» Texte source
□ □ □
L’un des directeurs d’école de New York, lors d’une assemblée publique au printemps dernier

Un système à deux vitesses

La scène, qui s’est déroulée le printemps dernier, a fait l’objet d’une vidéo virale à New York. Elle donne une idée du défi qui attend le maire démocrate de la ville, Bill de Blasio, après le dépôt des recommandations d’un groupe consultatif pour diversifier les 1800 écoles publiques de New York, qui accueillent 1,1 million d’élèves.

PHOTO GRETCHEN ERTL, REUTERS

Bill de Blasio, maire de New York et candidat démocrate en vue de l’élection présidentielle de 2020

La situation est à la fois sérieuse et étonnante. New York présente l’image d’une ville progressiste, voire avant-gardiste. Mais ses écoles publiques font partie de celles où le problème de la ségrégation raciale est le plus grave aux États-Unis, selon une étude publiée en 2014 par l’Université de Californie à Los Angeles.
□ □ □
» Les données

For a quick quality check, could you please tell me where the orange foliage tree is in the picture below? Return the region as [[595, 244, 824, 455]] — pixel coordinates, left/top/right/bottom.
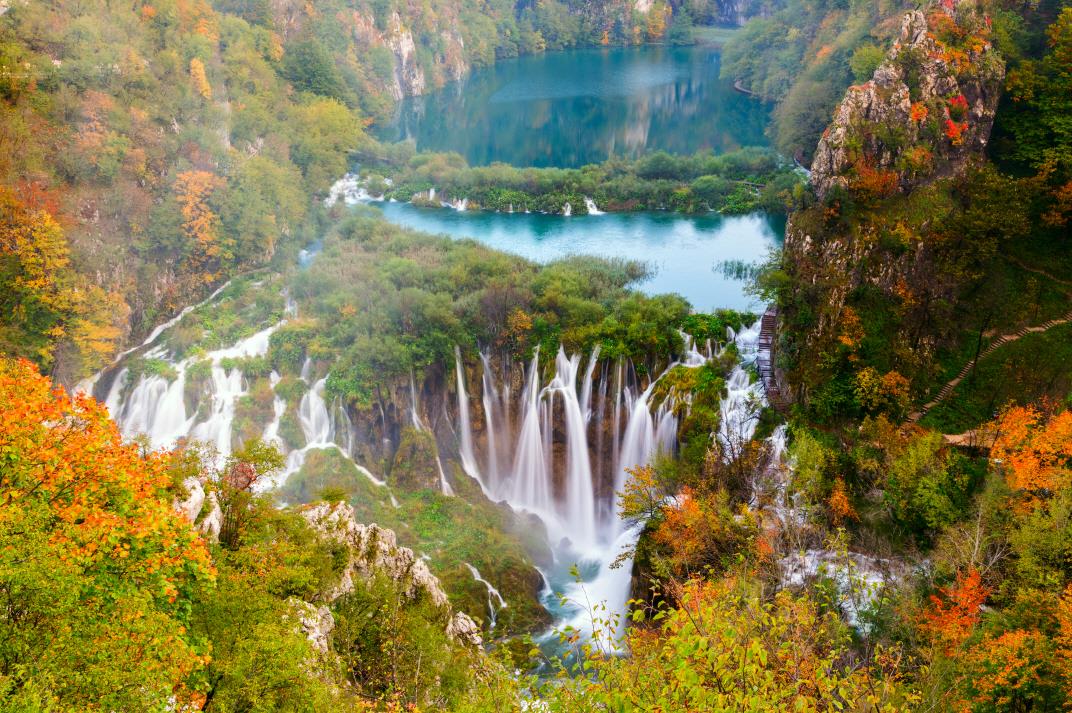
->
[[0, 360, 213, 710], [0, 187, 126, 371], [923, 567, 989, 654], [991, 406, 1072, 495]]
□ □ □
» Questions à traiter
**a)** Dans le texte sur les écoles publiques de New York, recopiez tout le passage allant de « Un système à » jusqu’à « accueillent 1,1 million d’élèves. ». Substituez-y « vidéo très partagée » à « vidéo virale ».
**b)** D’après le texte sur les écoles publiques de New York, combien d’élèves ces 1800 écoles accueillent-elles ?

» Réponses par consigne
**a)**
Un système à deux vitesses

La scène, qui s’est déroulée le printemps dernier, a fait l’objet d’une vidéo très partagée à New York. Elle donne une idée du défi qui attend le maire démocrate de la ville, Bill de Blasio, après le dépôt des recommandations d’un groupe consultatif pour diversifier les 1800 écoles publiques de New York, qui accueillent 1,1 million d’élèves.

**b)** Elles accueillent 1,1 million d’élèves.